▶ [SELECTED PASSAGE]

The Late Paleolithic in Egypt started around 30,000 BC. The Nazlet Khater skeleton was found in 1980 and given an age of 33,000 years in 1982, based on nine samples ranging between 35,100 and 30,360 years old. This specimen is the only complete modern human skeleton from the earliest Late Stone Age in Africa.

Mesolithic

Halfan and Kubbaniyan culture

The Halfan and Kubbaniyan, two closely related industries, flourished along the Upper Nile Valley. Halfan sites are found in the far north of Sudan, whereas Kubbaniyan sites are found in Upper Egypt. For the Halfan, only four radiocarbon dates have been produced. Schild and Wendorf (2014) discard the earliest and latest as erratic and conclude that the Halfan existed c. 22.5-22.0 ka cal BP. People survived on a diet of large herd animals and the Khormusan tradition of fishing. Greater concentrations of artifacts indicate that they were not bound to seasonal wandering, but settled for longer periods. The Halfan culture was derived in turn from the Khormusan, which depended on specialized hunting, fishing, and collecting techniques for survival. The primary material remains of this culture are stone tools, flakes, and a multitude of rock paintings.

Sebilian culture

In Egypt, analyses of pollen found at archaeological sites indicate that the people of the Sebilian culture (also known as the Esna culture) were gathering wheat and barley.
The Sebilian culture began around 13,000 B.C and vanished around 10,000 B.C Domesticated seeds were not found. It has been hypothesized that the sedentary lifestyle used by farmers led to increased warfare, which was detrimental to farming and brought this period to an end.

Qadan culture

The Qadan culture (13,000–9,000 BC) was a Mesolithic industry that, archaeological evidence suggests, originated in Upper Egypt (present-day south Egypt) approximately 15,000 years ago. The Qadan subsistence mode is estimated to have persisted for approximately 4,000 years. It was characterized by hunting, as well as a unique approach to food gathering that incorporated the preparation and consumption of wild grasses and grains. Systematic efforts were made by the Qadan people to water, care for, and harvest local plant life, but grains were not planted in ordered rows.

Around twenty archaeological sites in Upper Nubia give evidence for the existence of the Qadan culture's grain-grinding culture. Its makers also practiced wild grain harvesting along the Nile during the beginning of the Sahaba Daru Nile phase, when desiccation in the Sahara caused residents of the Libyan oases to retreat into the Nile valley. Among the Qadan culture sites is the Jebel Sahaba cemetery, which has been dated to the Mesolithic.

▶ [WORK INSTRUCTIONS] Please repeat the passage on prehistoric Egypt from "Around twenty archaeological" to "to the Mesolithic.", word for word. You can ignore the entries.

▶ [THE DATA]

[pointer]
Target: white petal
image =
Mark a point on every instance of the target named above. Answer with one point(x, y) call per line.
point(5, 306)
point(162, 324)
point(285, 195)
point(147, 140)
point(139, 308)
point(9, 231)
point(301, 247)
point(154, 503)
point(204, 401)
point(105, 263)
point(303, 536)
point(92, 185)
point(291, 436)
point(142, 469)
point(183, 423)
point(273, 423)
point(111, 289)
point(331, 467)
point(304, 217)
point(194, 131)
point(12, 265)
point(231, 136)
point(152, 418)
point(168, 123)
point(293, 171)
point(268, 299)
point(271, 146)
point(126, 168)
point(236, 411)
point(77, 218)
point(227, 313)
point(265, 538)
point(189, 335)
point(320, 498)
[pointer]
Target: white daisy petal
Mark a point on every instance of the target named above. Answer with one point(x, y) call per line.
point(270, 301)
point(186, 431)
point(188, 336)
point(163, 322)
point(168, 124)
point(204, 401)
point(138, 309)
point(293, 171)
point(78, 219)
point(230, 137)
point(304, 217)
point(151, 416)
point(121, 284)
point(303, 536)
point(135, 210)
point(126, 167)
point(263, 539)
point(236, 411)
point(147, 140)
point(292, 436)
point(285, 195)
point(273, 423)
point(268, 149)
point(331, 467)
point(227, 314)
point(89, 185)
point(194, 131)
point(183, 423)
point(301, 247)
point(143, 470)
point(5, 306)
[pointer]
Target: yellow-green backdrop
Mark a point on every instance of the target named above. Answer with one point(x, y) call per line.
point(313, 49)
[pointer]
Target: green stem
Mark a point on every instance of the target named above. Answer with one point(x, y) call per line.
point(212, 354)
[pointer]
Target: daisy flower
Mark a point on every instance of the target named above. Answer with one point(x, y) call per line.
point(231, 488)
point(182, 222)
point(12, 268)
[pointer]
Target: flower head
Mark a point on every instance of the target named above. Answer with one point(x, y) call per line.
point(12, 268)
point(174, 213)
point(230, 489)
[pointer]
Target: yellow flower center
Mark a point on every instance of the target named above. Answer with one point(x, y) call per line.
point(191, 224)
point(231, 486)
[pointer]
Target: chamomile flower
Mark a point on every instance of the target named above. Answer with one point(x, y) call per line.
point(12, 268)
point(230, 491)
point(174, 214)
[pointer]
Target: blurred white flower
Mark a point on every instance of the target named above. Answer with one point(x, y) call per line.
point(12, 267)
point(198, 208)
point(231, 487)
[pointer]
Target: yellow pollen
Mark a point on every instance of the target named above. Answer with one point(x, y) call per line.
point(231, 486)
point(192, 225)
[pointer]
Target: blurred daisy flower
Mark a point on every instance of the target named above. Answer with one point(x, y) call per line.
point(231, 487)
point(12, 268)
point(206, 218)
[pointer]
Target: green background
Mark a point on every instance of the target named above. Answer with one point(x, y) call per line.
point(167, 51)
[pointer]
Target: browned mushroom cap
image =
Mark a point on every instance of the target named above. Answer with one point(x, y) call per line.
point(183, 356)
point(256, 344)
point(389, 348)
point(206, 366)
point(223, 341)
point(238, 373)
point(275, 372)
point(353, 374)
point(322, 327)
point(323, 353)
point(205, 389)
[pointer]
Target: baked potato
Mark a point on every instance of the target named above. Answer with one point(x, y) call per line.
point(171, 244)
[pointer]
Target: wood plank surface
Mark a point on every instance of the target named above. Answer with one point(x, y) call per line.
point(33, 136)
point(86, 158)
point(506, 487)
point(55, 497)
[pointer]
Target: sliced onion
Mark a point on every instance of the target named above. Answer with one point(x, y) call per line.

▶ [FINISHED EXERCISE]
Around twenty archaeological sites in Upper Nubia give evidence for the existence of the Qadan culture's grain-grinding culture. Its makers also practiced wild grain harvesting along the Nile during the beginning of the Sahaba Daru Nile phase, when desiccation in the Sahara caused residents of the Libyan oases to retreat into the Nile valley. Among the Qadan culture sites is the Jebel Sahaba cemetery, which has been dated to the Mesolithic.